## YOUR GOAL
Below is some data. Retype exactly the lines starting at the one with "Query: van headlight" and ending at the one with "Query: van front grille guard".

## MATERIAL FOR THE TASK

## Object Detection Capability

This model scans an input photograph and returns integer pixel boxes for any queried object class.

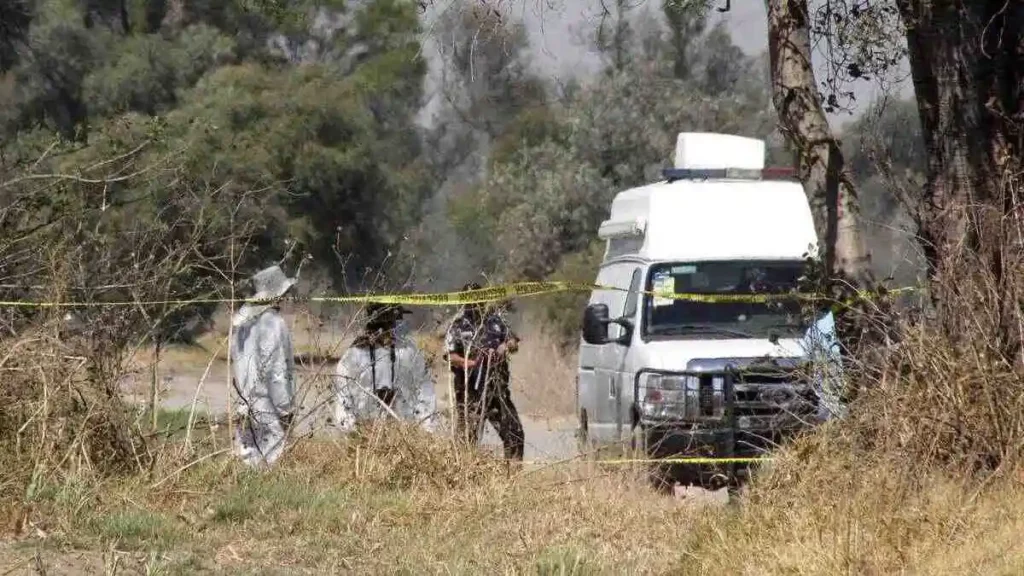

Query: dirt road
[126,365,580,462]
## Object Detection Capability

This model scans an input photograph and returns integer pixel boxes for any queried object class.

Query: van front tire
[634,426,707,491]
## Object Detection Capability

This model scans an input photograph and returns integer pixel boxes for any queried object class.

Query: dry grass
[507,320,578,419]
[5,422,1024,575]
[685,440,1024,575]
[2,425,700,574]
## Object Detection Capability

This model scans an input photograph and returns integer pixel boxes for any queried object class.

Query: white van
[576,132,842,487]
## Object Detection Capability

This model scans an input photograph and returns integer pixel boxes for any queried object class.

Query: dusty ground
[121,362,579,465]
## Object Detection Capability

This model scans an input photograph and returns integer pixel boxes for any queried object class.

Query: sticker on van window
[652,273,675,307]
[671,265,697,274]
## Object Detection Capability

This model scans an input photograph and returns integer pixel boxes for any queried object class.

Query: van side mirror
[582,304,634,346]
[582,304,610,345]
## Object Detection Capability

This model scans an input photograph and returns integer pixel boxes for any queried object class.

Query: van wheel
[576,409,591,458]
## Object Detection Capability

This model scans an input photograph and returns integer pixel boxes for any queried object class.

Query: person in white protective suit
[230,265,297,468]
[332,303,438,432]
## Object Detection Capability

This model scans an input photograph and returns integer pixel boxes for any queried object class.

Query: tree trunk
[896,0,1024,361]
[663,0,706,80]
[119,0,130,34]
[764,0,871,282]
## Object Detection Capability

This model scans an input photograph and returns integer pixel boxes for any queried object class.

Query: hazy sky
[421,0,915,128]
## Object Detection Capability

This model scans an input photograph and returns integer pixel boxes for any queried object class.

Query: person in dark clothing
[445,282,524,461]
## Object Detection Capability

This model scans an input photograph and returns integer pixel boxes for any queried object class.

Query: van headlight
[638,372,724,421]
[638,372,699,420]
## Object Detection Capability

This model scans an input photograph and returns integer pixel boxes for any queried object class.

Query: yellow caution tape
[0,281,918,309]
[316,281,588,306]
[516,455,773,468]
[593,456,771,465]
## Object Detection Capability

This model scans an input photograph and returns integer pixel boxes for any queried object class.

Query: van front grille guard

* * *

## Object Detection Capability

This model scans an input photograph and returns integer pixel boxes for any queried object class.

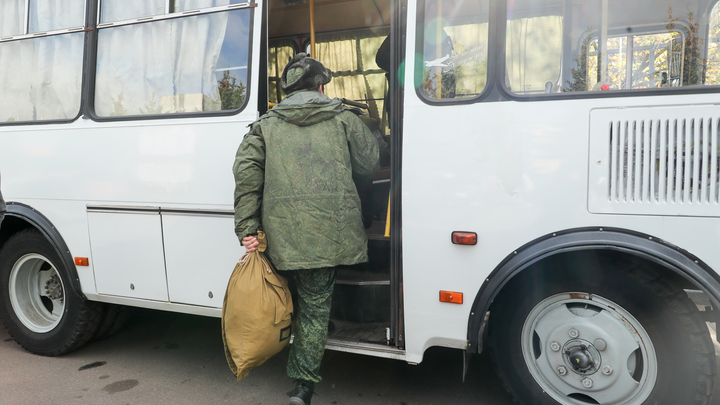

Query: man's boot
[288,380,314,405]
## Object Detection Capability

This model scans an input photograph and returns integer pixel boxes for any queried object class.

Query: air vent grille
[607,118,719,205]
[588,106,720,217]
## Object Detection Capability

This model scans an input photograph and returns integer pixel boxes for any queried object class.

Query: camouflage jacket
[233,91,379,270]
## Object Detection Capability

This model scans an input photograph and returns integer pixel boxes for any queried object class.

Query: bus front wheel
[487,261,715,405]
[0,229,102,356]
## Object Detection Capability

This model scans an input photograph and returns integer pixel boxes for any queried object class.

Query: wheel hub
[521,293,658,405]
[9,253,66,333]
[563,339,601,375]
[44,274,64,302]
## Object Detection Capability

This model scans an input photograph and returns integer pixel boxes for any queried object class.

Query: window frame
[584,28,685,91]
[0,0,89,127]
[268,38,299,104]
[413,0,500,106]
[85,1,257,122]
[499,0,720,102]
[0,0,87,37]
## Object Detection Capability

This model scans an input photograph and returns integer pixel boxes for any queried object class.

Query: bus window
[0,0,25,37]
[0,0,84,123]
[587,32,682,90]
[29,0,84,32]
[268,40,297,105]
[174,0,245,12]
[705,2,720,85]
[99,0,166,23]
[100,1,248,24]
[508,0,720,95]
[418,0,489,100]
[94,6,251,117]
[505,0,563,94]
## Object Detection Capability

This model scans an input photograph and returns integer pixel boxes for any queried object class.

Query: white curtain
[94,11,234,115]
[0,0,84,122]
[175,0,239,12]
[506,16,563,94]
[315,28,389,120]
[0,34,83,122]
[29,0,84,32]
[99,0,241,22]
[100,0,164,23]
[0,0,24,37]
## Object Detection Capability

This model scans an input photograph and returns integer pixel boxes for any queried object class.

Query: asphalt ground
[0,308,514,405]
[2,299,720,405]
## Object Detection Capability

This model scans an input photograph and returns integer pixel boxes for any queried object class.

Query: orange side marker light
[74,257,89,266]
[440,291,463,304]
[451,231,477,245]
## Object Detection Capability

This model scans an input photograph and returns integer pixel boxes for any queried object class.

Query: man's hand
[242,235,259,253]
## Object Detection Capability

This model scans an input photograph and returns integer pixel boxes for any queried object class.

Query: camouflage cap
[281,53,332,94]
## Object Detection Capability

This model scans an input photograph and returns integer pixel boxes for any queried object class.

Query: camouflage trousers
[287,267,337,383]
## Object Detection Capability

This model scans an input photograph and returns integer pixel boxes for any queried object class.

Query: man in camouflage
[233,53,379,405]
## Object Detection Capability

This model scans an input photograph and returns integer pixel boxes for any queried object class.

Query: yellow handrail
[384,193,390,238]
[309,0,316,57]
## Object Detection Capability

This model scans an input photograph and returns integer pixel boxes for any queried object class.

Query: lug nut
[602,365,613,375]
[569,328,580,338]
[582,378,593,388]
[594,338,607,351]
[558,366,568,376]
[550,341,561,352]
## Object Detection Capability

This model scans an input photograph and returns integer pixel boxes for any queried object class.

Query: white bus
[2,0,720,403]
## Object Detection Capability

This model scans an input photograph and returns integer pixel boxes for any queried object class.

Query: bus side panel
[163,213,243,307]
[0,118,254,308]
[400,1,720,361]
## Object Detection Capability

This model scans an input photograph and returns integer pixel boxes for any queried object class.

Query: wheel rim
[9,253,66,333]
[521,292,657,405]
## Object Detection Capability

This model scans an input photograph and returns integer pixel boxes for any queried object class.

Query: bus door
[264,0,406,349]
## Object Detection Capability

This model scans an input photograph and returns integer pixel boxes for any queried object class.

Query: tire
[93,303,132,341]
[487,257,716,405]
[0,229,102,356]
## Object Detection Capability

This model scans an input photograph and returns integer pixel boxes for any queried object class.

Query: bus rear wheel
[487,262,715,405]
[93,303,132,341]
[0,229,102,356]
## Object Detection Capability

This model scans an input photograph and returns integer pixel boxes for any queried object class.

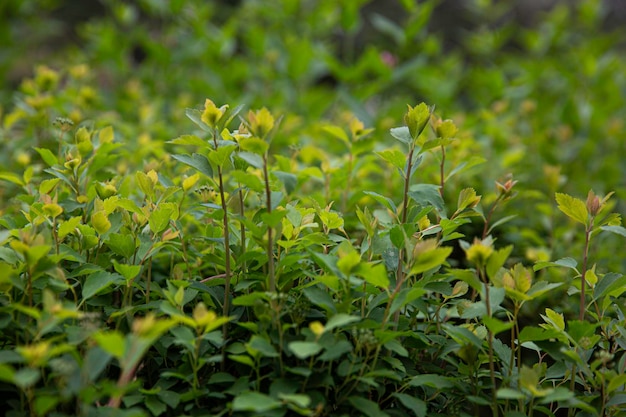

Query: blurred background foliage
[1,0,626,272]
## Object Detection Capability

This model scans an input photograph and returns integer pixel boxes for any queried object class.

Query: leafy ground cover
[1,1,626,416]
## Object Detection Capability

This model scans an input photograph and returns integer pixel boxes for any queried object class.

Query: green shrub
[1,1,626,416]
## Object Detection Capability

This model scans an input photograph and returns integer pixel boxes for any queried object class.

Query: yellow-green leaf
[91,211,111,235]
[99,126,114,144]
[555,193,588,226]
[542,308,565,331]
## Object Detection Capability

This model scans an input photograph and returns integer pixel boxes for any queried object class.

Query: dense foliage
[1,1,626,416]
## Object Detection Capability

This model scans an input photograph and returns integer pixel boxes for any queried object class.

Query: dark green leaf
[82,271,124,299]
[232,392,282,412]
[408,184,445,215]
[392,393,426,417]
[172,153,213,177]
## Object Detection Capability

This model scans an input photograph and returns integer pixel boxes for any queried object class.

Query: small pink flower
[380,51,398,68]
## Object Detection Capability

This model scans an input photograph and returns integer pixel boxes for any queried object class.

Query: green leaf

## SOLUTION FOR THIS TASK
Query: van headlight
[638,372,724,421]
[638,372,699,420]
## Object Detection Capability

This model scans an input photograph and returns integer pixel boxes for any queried object class.

Query: yellow caution tape
[0,281,918,309]
[316,281,588,306]
[516,455,773,468]
[593,456,771,465]
## Object Detection Capability

This model scans an input photograph and returns integer pixel boxes for any queried object class.

Query: van front grille guard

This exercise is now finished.